TASK PROMPT
Once the pictures are set aside, transcribe each line of the listing exactly.
- Opening Delimiter -
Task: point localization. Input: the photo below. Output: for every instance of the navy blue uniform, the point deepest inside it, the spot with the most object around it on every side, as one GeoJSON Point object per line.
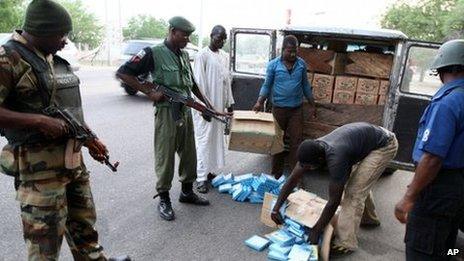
{"type": "Point", "coordinates": [434, 221]}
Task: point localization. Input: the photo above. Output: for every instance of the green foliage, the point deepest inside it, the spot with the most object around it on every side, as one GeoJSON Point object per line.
{"type": "Point", "coordinates": [86, 27]}
{"type": "Point", "coordinates": [145, 26]}
{"type": "Point", "coordinates": [424, 20]}
{"type": "Point", "coordinates": [11, 13]}
{"type": "Point", "coordinates": [454, 23]}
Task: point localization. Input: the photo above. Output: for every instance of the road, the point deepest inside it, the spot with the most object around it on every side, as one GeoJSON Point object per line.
{"type": "Point", "coordinates": [128, 222]}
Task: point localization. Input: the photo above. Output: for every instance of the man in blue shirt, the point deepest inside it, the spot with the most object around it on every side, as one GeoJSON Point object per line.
{"type": "Point", "coordinates": [286, 83]}
{"type": "Point", "coordinates": [433, 205]}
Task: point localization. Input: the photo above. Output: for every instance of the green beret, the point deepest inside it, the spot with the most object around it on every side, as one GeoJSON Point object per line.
{"type": "Point", "coordinates": [182, 24]}
{"type": "Point", "coordinates": [47, 18]}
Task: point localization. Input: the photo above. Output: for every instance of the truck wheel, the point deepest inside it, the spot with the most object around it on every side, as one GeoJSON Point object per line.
{"type": "Point", "coordinates": [388, 171]}
{"type": "Point", "coordinates": [129, 90]}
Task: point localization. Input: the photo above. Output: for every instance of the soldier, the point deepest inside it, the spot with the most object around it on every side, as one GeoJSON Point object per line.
{"type": "Point", "coordinates": [52, 182]}
{"type": "Point", "coordinates": [169, 66]}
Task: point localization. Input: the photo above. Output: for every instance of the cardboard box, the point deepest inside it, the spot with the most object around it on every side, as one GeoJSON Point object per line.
{"type": "Point", "coordinates": [317, 60]}
{"type": "Point", "coordinates": [323, 87]}
{"type": "Point", "coordinates": [369, 64]}
{"type": "Point", "coordinates": [346, 83]}
{"type": "Point", "coordinates": [323, 61]}
{"type": "Point", "coordinates": [366, 98]}
{"type": "Point", "coordinates": [343, 97]}
{"type": "Point", "coordinates": [305, 208]}
{"type": "Point", "coordinates": [384, 86]}
{"type": "Point", "coordinates": [255, 132]}
{"type": "Point", "coordinates": [368, 86]}
{"type": "Point", "coordinates": [382, 100]}
{"type": "Point", "coordinates": [310, 77]}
- Closing Delimiter -
RESULT OF THIS EXERCISE
Task: point localization. Input: the photo below. Output: for every instance of the navy blue uniform, the point deepest inside it, the spot with the most object around it on every side, as one GeoJSON Point object per line.
{"type": "Point", "coordinates": [434, 221]}
Task: point localization. Input: the photo above. Output: for every instance of the green foliage, the point deepest inside it, the spot with the most object around it on every side, as one GeoJSON Point object per line.
{"type": "Point", "coordinates": [86, 27]}
{"type": "Point", "coordinates": [145, 26]}
{"type": "Point", "coordinates": [424, 20]}
{"type": "Point", "coordinates": [11, 13]}
{"type": "Point", "coordinates": [454, 23]}
Task: point localization. Input: the photo above. Output: for every instance of the road, the point deepest inside it, the spot with the most object around it on every side, as one GeoJSON Point object per line.
{"type": "Point", "coordinates": [128, 222]}
Task: point localization. Input: the photo above. Output: for every instance of the man in blue shirt, the point deepest inside it, the spot with the most object around it on every side, as one GeoJSON Point object per line.
{"type": "Point", "coordinates": [286, 83]}
{"type": "Point", "coordinates": [433, 205]}
Task: point localization. Input: the photo above. Output: for every instance of the green beret, the point deepest inside it, the spot with the most object around it on every side, as one GeoJSON Point object per line.
{"type": "Point", "coordinates": [182, 24]}
{"type": "Point", "coordinates": [47, 18]}
Task: point localization. Input: the photo above. Output: for every instance of the truck wheel, the point deepest inside it, the spot with the most object around it on every side, as one GeoJSON Point object per line.
{"type": "Point", "coordinates": [388, 171]}
{"type": "Point", "coordinates": [129, 90]}
Task: point localization. Input: the photo above. Output: for every instance of the soldier, the point deepest inside it, the spot with the most object around it on every side, as one GeoJSON Point object per line.
{"type": "Point", "coordinates": [52, 182]}
{"type": "Point", "coordinates": [169, 66]}
Task: point localization. Input: the photo above. Output: for every instance of the cardboard box, the point deepest inside it, the spot with the most object around it on every side, as one GeoJSON Point object per line.
{"type": "Point", "coordinates": [317, 60]}
{"type": "Point", "coordinates": [323, 87]}
{"type": "Point", "coordinates": [369, 64]}
{"type": "Point", "coordinates": [346, 83]}
{"type": "Point", "coordinates": [323, 61]}
{"type": "Point", "coordinates": [366, 98]}
{"type": "Point", "coordinates": [343, 97]}
{"type": "Point", "coordinates": [305, 208]}
{"type": "Point", "coordinates": [384, 86]}
{"type": "Point", "coordinates": [255, 132]}
{"type": "Point", "coordinates": [368, 86]}
{"type": "Point", "coordinates": [382, 100]}
{"type": "Point", "coordinates": [310, 77]}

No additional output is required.